===== Provided material =====

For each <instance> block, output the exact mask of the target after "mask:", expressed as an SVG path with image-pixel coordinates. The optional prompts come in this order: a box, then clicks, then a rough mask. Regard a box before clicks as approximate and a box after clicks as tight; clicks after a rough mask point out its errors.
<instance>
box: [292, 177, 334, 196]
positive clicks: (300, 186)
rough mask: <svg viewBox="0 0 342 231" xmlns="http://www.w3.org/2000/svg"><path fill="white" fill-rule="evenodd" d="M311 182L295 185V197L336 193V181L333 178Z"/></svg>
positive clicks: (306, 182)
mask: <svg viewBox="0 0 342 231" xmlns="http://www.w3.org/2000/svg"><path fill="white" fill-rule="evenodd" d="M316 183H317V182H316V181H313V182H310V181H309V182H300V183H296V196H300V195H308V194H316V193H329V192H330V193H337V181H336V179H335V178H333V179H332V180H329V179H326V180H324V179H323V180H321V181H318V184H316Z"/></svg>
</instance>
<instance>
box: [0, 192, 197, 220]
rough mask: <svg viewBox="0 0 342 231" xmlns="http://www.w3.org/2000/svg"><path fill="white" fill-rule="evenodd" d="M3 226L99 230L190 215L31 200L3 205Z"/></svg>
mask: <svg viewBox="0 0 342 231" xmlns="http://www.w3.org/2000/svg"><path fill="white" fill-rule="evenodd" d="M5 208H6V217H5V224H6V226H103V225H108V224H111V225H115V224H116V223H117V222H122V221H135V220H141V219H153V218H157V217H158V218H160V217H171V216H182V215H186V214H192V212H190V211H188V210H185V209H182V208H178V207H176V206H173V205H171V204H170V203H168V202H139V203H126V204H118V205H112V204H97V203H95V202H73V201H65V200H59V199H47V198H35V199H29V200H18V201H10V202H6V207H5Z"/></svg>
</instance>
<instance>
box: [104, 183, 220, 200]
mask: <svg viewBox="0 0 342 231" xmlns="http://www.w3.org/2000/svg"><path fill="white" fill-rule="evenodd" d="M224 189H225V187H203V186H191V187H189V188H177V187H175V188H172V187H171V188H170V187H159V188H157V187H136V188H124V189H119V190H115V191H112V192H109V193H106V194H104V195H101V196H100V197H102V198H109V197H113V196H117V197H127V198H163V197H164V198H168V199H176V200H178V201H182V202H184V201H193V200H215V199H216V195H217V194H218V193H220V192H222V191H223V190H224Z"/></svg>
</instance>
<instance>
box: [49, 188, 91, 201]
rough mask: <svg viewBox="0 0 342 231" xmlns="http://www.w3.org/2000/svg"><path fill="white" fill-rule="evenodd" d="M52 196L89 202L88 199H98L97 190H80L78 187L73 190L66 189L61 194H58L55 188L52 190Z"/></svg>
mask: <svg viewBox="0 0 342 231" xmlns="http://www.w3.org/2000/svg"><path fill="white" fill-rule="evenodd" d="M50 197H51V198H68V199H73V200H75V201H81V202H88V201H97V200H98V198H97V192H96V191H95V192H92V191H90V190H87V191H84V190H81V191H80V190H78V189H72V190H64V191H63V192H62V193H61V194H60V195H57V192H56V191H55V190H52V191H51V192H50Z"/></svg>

=====

Assigned task:
In full and without error, transcribe the listing.

Answer below:
For each <instance> block, output the exact mask of the target after "mask:", expressed as an SVG path with image-pixel coordinates. The optional prompts come in this order: a box, then clicks, then a rough mask. Regard a box before clicks as approximate and a box after clicks as tight; clicks after a rough mask point out its errors.
<instance>
box: [292, 177, 334, 196]
positive clicks: (300, 186)
rough mask: <svg viewBox="0 0 342 231" xmlns="http://www.w3.org/2000/svg"><path fill="white" fill-rule="evenodd" d="M311 182L295 185V197L336 193V181L333 178Z"/></svg>
positive clicks: (306, 182)
mask: <svg viewBox="0 0 342 231" xmlns="http://www.w3.org/2000/svg"><path fill="white" fill-rule="evenodd" d="M316 183H317V182H316V181H313V182H310V181H309V182H300V183H296V196H300V195H308V194H316V193H329V192H330V193H337V181H336V179H335V178H333V179H332V180H329V179H326V180H324V179H323V180H321V181H318V184H316Z"/></svg>
</instance>
<instance>
box: [0, 192, 197, 220]
rough mask: <svg viewBox="0 0 342 231" xmlns="http://www.w3.org/2000/svg"><path fill="white" fill-rule="evenodd" d="M3 226L99 230L190 215L31 200L3 205Z"/></svg>
mask: <svg viewBox="0 0 342 231" xmlns="http://www.w3.org/2000/svg"><path fill="white" fill-rule="evenodd" d="M5 208H6V217H5V224H6V226H103V225H108V224H111V225H115V224H116V223H117V222H122V221H135V220H141V219H153V218H157V217H158V218H160V217H171V216H182V215H186V214H192V212H190V211H188V210H185V209H182V208H178V207H176V206H173V205H171V204H170V203H168V202H139V203H126V204H118V205H112V204H97V203H95V202H73V201H65V200H59V199H47V198H35V199H29V200H18V201H10V202H6V207H5Z"/></svg>
</instance>
<instance>
box: [104, 183, 220, 200]
mask: <svg viewBox="0 0 342 231" xmlns="http://www.w3.org/2000/svg"><path fill="white" fill-rule="evenodd" d="M224 189H225V187H203V186H191V187H189V188H177V187H175V188H172V187H171V188H170V187H159V188H157V187H136V188H124V189H119V190H115V191H112V192H109V193H106V194H104V195H101V196H100V197H102V198H109V197H113V196H117V197H127V198H163V197H164V198H168V199H176V200H178V201H182V202H184V201H193V200H215V199H216V195H217V194H218V193H220V192H222V191H223V190H224Z"/></svg>
</instance>
<instance>
box: [49, 188, 91, 201]
rough mask: <svg viewBox="0 0 342 231" xmlns="http://www.w3.org/2000/svg"><path fill="white" fill-rule="evenodd" d="M52 196L89 202L88 199H98L97 190H80L78 187L73 190L66 189L61 194H58L55 188L52 190Z"/></svg>
mask: <svg viewBox="0 0 342 231" xmlns="http://www.w3.org/2000/svg"><path fill="white" fill-rule="evenodd" d="M50 197H51V198H68V199H73V200H75V201H81V202H88V201H97V200H98V198H97V192H96V191H95V192H92V191H90V190H87V191H84V190H81V191H80V190H78V189H72V190H64V191H63V192H62V193H61V194H60V195H57V192H56V191H55V190H52V191H51V192H50Z"/></svg>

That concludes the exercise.